--- start ---

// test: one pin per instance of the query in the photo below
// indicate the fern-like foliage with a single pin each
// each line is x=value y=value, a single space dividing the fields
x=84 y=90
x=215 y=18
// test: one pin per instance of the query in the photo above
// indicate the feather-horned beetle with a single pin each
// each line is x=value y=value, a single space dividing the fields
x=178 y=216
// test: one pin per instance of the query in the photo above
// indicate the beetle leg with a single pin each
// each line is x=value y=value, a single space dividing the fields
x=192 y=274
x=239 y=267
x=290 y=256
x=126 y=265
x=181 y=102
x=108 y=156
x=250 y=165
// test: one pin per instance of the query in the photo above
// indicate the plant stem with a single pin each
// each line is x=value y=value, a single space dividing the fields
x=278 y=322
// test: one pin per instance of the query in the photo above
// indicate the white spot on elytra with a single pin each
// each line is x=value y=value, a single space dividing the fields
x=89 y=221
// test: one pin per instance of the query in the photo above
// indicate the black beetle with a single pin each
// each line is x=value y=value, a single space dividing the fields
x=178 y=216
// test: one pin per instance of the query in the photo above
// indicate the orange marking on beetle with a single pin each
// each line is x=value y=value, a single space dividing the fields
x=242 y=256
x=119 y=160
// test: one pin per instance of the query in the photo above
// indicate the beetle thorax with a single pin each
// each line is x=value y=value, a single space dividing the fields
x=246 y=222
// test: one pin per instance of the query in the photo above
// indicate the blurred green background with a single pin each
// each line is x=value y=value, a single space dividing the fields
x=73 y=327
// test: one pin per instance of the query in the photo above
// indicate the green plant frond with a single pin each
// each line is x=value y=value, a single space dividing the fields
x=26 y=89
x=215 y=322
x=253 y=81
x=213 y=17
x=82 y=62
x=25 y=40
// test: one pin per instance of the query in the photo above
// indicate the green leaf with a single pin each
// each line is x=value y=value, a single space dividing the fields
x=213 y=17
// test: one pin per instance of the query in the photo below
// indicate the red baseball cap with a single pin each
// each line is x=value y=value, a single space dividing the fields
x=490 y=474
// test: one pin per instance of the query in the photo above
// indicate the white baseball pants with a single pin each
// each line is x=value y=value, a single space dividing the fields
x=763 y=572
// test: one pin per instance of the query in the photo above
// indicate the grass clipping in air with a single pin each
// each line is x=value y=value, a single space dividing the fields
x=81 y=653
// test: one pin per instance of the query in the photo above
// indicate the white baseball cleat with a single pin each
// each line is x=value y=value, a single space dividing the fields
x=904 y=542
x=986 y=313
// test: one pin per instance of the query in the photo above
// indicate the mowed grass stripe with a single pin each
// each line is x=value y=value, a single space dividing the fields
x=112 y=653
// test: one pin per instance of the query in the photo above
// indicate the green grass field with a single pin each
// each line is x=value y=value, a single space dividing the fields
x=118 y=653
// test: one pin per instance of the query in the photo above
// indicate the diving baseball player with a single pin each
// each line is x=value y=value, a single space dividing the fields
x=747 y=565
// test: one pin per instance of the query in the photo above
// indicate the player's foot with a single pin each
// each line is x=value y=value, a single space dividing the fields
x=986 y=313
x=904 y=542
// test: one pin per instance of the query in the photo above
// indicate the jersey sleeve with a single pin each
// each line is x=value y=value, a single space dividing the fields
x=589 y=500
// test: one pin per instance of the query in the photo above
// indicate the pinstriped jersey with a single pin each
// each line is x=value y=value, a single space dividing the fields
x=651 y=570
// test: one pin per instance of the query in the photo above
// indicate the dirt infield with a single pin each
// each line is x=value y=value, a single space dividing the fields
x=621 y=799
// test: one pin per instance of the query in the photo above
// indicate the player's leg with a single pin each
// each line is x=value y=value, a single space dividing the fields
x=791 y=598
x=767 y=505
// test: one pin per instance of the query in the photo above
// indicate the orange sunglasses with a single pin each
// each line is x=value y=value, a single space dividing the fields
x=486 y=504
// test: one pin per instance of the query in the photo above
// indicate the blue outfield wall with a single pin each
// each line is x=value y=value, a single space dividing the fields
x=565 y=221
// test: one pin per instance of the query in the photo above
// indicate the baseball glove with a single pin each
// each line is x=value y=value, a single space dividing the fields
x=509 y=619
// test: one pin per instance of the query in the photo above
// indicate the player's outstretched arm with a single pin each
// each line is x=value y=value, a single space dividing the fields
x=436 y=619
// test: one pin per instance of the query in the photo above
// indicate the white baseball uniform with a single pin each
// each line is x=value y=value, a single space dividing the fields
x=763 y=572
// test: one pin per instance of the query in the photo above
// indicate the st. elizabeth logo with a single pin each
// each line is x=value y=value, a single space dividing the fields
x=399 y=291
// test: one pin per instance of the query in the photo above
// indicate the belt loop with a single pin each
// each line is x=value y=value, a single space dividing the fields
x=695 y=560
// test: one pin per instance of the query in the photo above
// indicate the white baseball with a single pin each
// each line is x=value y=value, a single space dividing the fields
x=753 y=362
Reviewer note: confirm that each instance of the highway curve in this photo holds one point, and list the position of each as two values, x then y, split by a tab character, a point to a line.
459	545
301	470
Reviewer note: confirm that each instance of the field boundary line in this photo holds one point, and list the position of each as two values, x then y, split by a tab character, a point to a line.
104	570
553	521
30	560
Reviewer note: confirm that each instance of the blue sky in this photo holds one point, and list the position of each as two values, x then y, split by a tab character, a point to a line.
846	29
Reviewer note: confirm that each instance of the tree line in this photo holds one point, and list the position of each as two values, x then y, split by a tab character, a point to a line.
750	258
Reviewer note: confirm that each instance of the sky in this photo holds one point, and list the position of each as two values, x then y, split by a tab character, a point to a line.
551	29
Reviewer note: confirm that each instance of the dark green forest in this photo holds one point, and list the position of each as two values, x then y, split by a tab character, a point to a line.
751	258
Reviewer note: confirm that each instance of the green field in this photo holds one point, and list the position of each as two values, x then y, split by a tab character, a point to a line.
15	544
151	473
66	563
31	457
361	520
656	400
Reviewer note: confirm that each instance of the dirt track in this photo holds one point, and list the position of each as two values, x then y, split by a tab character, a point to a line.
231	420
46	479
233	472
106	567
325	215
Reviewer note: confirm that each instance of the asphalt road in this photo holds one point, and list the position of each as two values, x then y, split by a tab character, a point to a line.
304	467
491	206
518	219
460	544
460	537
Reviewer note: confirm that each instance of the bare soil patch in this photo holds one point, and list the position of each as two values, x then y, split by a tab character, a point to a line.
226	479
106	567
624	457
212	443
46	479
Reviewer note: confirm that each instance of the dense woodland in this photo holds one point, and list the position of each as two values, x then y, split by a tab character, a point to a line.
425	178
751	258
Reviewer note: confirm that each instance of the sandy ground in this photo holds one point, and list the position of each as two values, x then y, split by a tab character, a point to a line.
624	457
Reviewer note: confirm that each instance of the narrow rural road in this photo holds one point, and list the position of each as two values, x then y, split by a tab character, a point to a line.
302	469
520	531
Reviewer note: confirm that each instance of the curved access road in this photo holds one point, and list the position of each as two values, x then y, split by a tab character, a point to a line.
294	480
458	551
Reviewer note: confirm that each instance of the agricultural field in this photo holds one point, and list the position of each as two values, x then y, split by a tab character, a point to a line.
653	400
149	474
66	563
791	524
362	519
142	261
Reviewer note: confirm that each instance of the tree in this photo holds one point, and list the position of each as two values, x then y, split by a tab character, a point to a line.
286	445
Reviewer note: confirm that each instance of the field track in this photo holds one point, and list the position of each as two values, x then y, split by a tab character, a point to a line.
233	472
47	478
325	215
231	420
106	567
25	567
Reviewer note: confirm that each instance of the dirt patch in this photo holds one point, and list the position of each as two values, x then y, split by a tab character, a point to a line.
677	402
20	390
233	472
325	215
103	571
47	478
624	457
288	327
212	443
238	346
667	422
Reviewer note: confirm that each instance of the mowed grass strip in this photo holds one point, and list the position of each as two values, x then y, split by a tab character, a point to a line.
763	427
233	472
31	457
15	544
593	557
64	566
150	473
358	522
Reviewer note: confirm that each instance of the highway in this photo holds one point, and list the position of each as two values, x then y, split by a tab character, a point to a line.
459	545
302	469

--- end ---

GOAL ->
Rename "single pin" to "single marker" in the stretch from the start of the lines through the line containing "x=250 y=165", and write out only that stretch again with nothing else changed.

EXERCISE RESPONSE ->
// test: one pin per instance of the query in the photo below
// indicate the fern-like foliage with a single marker each
// each line is x=value y=value, a single space dividing the fields
x=84 y=90
x=215 y=18
// test: one pin per instance of the query in the photo above
// indicate the feather-horned beetle with a single marker each
// each line is x=value y=value, a single space dividing the fields
x=178 y=216
// test: one pin per instance of the query in the photo above
// indicate the beetle leg with a single marker each
// each line is x=value y=value, a single space dividing the fields
x=192 y=274
x=239 y=267
x=290 y=256
x=126 y=265
x=181 y=102
x=108 y=156
x=250 y=165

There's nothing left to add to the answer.